> **Problem**: Count how many of the lines below contain the string "pink", with case taken into account. Reply with the number alone.

[Entries for bounding box labeling]
○ ○ ○ ○ ○

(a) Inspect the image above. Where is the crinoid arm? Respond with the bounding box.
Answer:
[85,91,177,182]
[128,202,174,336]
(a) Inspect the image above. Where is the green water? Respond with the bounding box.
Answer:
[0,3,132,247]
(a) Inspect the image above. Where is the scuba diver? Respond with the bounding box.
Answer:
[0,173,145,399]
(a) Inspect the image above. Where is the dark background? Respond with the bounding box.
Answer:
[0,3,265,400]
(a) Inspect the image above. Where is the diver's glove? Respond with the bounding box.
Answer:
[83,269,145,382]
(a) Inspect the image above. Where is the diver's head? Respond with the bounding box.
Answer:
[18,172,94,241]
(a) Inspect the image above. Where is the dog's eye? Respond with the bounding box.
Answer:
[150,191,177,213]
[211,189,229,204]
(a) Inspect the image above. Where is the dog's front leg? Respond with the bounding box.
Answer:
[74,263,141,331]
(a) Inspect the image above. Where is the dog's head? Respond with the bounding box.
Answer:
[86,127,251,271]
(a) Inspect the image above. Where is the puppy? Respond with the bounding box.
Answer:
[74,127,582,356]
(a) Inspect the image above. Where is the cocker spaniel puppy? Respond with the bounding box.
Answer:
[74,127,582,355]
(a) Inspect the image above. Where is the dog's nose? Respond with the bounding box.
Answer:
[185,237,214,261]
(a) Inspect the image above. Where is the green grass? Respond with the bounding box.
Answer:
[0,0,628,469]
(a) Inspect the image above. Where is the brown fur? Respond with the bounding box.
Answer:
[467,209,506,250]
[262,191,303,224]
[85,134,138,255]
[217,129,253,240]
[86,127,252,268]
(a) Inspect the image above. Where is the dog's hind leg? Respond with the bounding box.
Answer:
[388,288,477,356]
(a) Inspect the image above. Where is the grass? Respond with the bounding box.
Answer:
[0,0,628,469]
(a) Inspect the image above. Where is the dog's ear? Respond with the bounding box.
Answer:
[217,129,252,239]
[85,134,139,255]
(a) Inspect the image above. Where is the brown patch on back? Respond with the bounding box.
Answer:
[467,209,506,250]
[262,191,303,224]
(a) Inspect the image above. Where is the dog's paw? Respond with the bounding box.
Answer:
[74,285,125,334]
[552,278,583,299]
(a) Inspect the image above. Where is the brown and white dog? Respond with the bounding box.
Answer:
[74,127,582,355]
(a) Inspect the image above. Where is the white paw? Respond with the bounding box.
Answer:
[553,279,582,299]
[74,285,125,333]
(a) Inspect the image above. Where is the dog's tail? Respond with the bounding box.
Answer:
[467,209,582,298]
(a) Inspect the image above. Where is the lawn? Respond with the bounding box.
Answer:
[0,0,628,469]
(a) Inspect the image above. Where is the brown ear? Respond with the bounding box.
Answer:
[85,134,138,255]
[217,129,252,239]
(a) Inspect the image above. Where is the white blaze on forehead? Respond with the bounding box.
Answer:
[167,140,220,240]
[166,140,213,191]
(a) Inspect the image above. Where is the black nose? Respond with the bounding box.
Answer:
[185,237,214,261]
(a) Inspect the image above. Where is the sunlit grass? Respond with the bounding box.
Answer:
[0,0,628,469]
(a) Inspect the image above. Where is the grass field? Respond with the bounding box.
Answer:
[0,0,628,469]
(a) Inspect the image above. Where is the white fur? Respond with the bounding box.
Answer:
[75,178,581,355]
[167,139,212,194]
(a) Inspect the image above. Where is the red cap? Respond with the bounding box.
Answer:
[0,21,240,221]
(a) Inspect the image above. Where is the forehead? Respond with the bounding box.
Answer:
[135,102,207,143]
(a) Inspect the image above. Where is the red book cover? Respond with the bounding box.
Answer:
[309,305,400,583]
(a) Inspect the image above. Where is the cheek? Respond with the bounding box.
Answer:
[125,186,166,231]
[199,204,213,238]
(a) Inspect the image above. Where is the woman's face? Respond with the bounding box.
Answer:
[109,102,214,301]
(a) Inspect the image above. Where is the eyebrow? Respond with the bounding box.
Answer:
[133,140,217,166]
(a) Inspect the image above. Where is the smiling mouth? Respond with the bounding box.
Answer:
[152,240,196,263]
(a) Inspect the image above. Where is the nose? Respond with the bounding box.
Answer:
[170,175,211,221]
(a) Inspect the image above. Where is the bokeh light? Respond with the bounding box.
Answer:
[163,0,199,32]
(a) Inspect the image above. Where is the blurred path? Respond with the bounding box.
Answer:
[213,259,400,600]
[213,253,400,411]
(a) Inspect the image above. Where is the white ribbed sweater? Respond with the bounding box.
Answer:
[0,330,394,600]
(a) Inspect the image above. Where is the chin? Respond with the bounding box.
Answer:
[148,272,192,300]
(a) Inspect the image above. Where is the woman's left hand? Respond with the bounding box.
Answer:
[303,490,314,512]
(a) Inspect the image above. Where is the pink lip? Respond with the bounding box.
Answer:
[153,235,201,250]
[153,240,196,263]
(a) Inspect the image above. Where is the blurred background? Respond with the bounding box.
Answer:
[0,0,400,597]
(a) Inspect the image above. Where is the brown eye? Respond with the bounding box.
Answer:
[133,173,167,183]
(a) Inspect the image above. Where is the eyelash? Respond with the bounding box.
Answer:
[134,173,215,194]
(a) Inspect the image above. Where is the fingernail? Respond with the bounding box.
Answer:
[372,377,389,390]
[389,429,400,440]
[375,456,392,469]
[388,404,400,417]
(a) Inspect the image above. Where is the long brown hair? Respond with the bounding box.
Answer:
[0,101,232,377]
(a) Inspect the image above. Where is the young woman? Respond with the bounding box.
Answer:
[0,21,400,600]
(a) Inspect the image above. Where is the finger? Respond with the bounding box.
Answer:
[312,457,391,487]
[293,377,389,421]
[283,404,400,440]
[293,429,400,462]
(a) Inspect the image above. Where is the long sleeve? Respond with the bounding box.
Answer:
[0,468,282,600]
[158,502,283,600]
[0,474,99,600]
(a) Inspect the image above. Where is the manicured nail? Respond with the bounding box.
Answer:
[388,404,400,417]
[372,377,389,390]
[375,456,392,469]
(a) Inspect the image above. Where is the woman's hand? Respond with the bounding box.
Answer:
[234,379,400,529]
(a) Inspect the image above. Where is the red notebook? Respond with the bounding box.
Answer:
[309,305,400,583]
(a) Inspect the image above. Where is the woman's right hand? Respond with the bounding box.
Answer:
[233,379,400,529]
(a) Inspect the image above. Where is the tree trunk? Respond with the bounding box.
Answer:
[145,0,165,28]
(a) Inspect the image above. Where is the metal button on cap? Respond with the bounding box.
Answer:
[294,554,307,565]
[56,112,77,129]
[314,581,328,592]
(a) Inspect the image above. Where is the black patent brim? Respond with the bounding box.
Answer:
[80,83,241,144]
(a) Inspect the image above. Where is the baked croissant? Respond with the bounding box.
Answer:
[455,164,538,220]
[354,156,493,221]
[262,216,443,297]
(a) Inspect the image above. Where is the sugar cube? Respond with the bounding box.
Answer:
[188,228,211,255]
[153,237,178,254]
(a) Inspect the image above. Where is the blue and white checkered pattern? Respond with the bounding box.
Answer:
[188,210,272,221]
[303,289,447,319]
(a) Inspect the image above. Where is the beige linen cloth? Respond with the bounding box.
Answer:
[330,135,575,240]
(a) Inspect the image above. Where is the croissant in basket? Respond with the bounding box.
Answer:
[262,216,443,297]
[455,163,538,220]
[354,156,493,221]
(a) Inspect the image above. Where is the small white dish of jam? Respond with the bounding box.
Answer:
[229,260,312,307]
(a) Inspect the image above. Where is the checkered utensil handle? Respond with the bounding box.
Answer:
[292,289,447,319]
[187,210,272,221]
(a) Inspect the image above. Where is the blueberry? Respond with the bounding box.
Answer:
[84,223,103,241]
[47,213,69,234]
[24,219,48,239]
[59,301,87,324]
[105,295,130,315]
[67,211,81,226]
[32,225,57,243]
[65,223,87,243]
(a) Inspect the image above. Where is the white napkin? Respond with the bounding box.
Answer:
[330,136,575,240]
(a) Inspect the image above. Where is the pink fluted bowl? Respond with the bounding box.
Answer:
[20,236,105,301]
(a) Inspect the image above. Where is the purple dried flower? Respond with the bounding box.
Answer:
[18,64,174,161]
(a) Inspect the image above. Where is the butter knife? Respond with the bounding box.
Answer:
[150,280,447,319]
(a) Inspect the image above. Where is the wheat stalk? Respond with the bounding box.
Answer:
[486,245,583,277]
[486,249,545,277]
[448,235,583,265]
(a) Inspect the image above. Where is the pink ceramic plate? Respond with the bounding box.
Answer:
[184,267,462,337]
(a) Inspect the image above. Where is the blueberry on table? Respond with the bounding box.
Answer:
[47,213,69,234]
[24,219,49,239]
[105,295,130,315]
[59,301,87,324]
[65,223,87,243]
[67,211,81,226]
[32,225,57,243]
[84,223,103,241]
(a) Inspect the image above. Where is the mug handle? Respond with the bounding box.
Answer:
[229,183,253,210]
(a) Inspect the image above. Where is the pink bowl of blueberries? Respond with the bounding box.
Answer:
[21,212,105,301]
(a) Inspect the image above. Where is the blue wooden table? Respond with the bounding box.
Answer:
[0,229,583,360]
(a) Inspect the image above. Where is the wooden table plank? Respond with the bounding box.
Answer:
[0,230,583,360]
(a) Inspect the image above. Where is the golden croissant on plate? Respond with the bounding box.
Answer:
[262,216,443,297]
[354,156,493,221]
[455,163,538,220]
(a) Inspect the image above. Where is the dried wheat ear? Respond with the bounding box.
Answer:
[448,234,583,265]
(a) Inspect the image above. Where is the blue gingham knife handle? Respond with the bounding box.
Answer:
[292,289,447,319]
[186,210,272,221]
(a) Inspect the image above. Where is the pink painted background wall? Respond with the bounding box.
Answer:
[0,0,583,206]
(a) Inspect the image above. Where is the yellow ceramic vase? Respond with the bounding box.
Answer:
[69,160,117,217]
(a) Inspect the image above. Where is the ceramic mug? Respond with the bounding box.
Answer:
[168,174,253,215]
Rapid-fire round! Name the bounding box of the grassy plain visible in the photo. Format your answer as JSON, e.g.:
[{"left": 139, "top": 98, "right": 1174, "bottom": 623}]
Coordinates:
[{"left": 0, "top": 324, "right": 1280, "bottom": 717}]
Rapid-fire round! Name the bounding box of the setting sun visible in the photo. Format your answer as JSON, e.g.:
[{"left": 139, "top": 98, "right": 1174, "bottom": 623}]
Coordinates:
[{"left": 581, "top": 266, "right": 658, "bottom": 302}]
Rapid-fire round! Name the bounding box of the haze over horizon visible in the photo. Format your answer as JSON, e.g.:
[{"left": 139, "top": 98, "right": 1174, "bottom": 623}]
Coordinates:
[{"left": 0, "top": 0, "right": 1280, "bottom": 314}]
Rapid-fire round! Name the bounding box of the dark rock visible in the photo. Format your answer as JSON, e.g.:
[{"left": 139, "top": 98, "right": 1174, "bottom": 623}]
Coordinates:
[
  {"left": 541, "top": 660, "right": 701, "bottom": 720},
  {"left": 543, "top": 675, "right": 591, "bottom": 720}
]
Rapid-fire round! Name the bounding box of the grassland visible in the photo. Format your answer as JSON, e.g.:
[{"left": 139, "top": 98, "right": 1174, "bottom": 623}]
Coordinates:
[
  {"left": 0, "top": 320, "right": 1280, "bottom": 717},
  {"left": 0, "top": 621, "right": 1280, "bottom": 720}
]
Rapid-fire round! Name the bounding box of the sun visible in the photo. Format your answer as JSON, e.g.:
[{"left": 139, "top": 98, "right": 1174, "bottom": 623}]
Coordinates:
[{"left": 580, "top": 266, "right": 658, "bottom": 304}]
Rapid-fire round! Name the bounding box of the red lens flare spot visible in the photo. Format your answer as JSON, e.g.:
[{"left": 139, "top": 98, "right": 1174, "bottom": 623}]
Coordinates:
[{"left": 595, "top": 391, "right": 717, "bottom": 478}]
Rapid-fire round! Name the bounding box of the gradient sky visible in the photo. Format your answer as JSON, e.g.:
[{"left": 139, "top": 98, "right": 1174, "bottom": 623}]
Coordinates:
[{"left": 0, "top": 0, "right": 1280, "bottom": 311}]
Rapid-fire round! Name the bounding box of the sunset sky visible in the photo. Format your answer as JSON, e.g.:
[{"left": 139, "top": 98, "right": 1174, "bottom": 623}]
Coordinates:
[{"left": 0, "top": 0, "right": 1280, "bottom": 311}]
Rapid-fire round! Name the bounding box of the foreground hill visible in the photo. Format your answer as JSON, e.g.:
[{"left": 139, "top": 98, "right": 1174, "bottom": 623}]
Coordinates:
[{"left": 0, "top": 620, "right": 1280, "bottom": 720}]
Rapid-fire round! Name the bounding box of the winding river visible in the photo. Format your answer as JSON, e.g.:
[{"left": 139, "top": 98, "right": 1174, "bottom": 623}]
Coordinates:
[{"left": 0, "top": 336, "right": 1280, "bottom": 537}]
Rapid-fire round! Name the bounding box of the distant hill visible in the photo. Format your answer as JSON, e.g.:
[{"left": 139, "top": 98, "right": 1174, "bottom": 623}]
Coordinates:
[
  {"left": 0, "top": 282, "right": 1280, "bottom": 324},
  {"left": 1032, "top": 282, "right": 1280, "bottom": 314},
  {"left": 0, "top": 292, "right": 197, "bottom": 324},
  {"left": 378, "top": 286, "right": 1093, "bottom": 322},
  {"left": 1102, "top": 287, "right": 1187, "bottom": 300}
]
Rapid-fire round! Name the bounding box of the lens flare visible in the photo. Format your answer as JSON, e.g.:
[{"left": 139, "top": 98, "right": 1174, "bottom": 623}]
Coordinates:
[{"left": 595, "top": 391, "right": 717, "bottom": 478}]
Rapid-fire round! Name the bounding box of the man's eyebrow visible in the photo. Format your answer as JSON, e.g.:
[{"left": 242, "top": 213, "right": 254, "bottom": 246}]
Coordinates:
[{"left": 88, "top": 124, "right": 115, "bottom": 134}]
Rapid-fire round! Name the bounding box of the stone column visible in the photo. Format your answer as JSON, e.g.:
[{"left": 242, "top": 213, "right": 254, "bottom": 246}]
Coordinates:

○ ○ ○ ○ ○

> **Task result**: 5